**YANG PERLU DIKERJAKAN:**
Menurut kutipan tentang 3 RAR di Kalimantan, berapa operasi rahasia "Claret" yang digelar batalion itu?

**KUTIPAN TERPILIH:**
┏━━
Kelompok 3 RAR dikerahkan ke Kalimantan pada Maret 1965 dan bertugas di sana sampai akhir Juli. Mereka tercatat melakukan sejumlah operasi di kedua sisi perbatasan. Selama periode ini, 3 RAR adalah salah satu dari 12 batalion di Borneo Malaysia, dan dioperasikan di Sarawak sebagai bagian dari Brigade Barat.[8] Batalion itu menjalankan posisi defensif dan melakukan patroli untuk mendeteksi penyusup. 3 RAR juga menggelar 32 operasi rahasia "Claret" dimana satu atau dua peleton memasuki wilayah Indonesia untuk menyergap pasukan Indonesia. Batalion itu terlibat dalam empat kontak senjata besar dengan pasukan Indonesia dan banyak lagi yang skalanya lebih kecil—termasuk dua penyergapan besar di Sungai Koemba, yang lain di Kindau dan Babang antara Mei dan Juli—semua berakhir sukses. Operasi ini menimbulkan korban signifikan di pihak Indonesia, menjadikan 3 RAR dapat dengan mudah mendominasi daerah perbatasan, serta memberikan peringatan dini terhadap serangan ke Sarawak dan memberikan kontribusi bagi keberhasilan lebih luas untuk pasukan Inggris dan persemakmurannya.[9] Tim 3 RAR menyelesaikan tugasnya pada Agustus 1965 dan kembali ke Kamp Terendak. Tiga anggota mereka tewas akibat ranjau darat selama di Kalimantan.
┗━━
[Data anotasi berbasis titik]
┏━━
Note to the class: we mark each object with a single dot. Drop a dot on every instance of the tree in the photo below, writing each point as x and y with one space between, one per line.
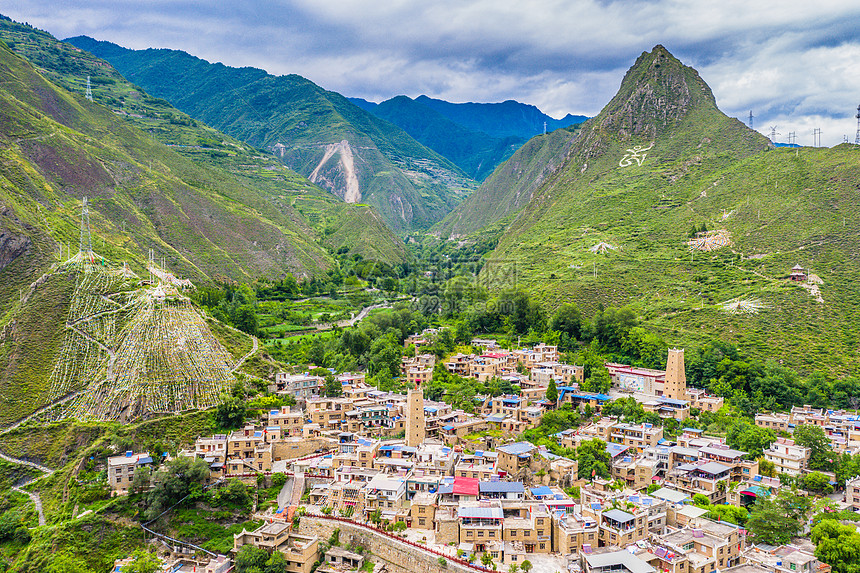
245 319
568 319
486 559
174 481
552 392
816 482
776 520
837 545
600 381
277 563
140 483
749 437
250 559
593 459
144 562
230 412
821 456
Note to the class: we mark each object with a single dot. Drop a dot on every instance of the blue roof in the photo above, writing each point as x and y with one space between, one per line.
501 487
517 448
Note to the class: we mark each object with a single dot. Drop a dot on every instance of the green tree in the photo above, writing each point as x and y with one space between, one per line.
552 392
144 562
276 563
776 520
821 456
749 437
174 481
333 387
600 381
837 545
816 482
250 559
567 319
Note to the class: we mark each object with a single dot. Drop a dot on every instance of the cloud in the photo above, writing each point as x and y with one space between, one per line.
790 61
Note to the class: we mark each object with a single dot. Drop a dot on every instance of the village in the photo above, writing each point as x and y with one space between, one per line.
461 489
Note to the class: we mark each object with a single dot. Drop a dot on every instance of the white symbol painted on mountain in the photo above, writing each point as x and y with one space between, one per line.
637 154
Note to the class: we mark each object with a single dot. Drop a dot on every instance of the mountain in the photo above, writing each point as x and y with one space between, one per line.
612 225
477 137
476 153
506 119
322 218
318 133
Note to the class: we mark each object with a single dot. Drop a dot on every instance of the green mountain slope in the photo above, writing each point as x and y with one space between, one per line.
318 133
57 147
305 204
511 185
504 119
612 226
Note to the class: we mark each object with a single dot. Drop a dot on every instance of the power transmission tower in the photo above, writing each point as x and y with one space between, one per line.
857 137
86 244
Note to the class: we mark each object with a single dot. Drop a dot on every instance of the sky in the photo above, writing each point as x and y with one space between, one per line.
794 64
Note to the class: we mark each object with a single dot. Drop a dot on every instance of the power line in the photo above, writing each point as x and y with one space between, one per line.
857 137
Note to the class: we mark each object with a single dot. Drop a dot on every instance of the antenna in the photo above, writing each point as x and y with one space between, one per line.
86 244
857 137
773 134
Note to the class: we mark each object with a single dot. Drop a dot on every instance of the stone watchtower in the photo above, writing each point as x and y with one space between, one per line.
415 416
675 386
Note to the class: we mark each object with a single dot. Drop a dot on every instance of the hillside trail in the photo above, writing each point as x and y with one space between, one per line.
37 501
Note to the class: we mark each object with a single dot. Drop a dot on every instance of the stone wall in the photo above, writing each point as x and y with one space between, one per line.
398 557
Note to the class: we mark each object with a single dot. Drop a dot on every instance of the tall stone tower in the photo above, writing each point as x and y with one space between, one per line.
415 416
676 379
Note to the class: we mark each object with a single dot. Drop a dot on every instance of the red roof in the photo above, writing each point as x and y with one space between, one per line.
465 486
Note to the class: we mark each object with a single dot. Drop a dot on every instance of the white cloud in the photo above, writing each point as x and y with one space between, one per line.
791 61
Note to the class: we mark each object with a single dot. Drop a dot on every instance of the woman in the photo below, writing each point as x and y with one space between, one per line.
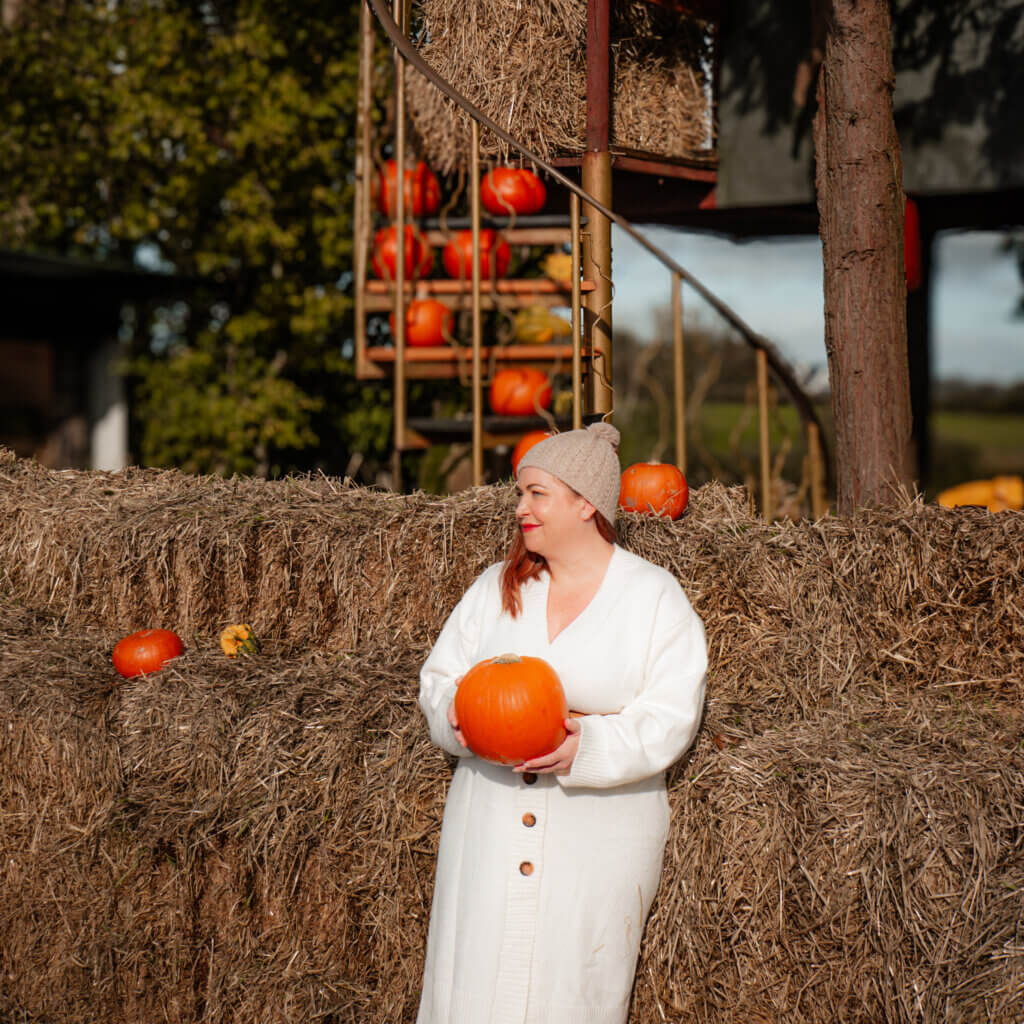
546 871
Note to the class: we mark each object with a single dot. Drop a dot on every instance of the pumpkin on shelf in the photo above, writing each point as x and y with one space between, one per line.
418 255
654 488
458 255
506 190
422 193
519 392
524 444
511 709
997 495
239 639
145 651
427 323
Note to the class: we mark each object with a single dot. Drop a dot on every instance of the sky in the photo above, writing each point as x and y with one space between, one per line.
775 287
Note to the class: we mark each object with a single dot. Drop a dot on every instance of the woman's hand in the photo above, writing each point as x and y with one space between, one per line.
559 761
454 721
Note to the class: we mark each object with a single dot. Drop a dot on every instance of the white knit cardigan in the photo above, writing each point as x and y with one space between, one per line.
543 887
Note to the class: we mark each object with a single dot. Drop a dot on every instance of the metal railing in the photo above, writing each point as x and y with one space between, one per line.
767 356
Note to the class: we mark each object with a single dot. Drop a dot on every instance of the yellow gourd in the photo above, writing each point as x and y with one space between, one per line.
239 640
537 326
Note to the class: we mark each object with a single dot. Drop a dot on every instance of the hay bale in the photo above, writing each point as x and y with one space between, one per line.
524 66
254 840
863 865
242 841
308 559
259 845
799 615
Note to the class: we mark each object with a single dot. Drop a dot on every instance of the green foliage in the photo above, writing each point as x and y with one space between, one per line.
219 138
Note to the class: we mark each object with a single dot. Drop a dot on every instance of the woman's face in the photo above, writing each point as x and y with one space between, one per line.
551 515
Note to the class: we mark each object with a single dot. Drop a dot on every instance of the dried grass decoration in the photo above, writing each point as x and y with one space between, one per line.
524 66
237 640
254 839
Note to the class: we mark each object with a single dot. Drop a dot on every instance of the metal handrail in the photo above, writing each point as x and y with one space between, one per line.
768 353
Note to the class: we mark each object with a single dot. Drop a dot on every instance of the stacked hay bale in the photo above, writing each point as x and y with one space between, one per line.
525 67
254 840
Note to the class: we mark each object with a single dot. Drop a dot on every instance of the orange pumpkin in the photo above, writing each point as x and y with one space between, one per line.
511 709
458 255
422 193
512 391
145 651
654 487
512 189
427 321
418 255
524 444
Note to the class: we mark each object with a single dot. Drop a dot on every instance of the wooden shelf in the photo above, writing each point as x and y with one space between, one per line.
448 361
421 432
450 286
508 294
513 236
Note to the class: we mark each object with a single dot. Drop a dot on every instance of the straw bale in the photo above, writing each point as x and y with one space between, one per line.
524 66
267 849
865 865
254 840
799 614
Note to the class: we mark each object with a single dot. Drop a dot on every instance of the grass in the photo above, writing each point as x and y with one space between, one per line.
966 444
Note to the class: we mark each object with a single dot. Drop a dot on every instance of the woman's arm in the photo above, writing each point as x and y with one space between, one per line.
654 729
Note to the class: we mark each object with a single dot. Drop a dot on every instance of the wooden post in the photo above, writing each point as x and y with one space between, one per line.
767 509
364 177
399 266
577 340
474 207
817 472
596 179
679 371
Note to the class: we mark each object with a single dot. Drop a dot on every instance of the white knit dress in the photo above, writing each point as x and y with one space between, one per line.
543 887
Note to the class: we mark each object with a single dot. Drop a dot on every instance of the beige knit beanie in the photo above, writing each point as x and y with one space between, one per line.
586 460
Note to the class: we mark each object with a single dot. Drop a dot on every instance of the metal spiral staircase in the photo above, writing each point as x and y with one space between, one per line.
588 293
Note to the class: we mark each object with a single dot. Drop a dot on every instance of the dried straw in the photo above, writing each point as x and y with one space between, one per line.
254 840
524 66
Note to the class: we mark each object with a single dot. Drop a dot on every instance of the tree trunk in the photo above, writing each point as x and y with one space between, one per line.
860 202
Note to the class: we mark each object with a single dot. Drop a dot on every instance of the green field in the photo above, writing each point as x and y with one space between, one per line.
723 443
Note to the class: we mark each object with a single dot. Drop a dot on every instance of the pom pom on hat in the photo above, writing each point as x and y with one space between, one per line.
586 460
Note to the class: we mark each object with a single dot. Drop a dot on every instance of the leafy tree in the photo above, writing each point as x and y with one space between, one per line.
217 137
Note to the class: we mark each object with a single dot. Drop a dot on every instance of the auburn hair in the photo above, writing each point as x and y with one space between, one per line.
521 564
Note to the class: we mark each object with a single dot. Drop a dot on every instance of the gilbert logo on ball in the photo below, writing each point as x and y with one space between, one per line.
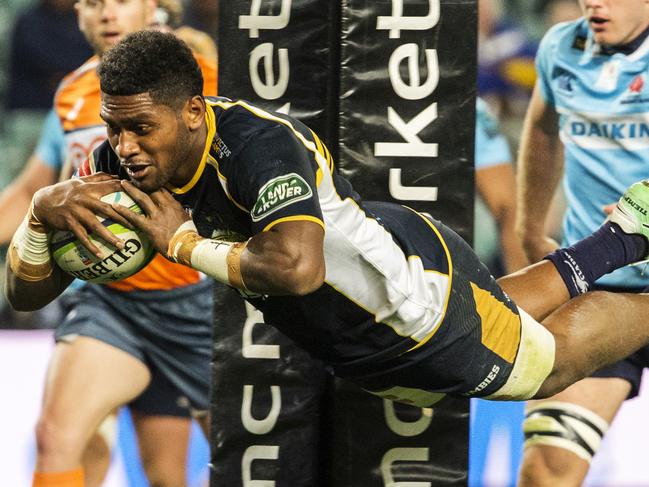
71 256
┗━━
**HASIL TUGAS INI:**
3 RAR menggelar 32 operasi rahasia "Claret".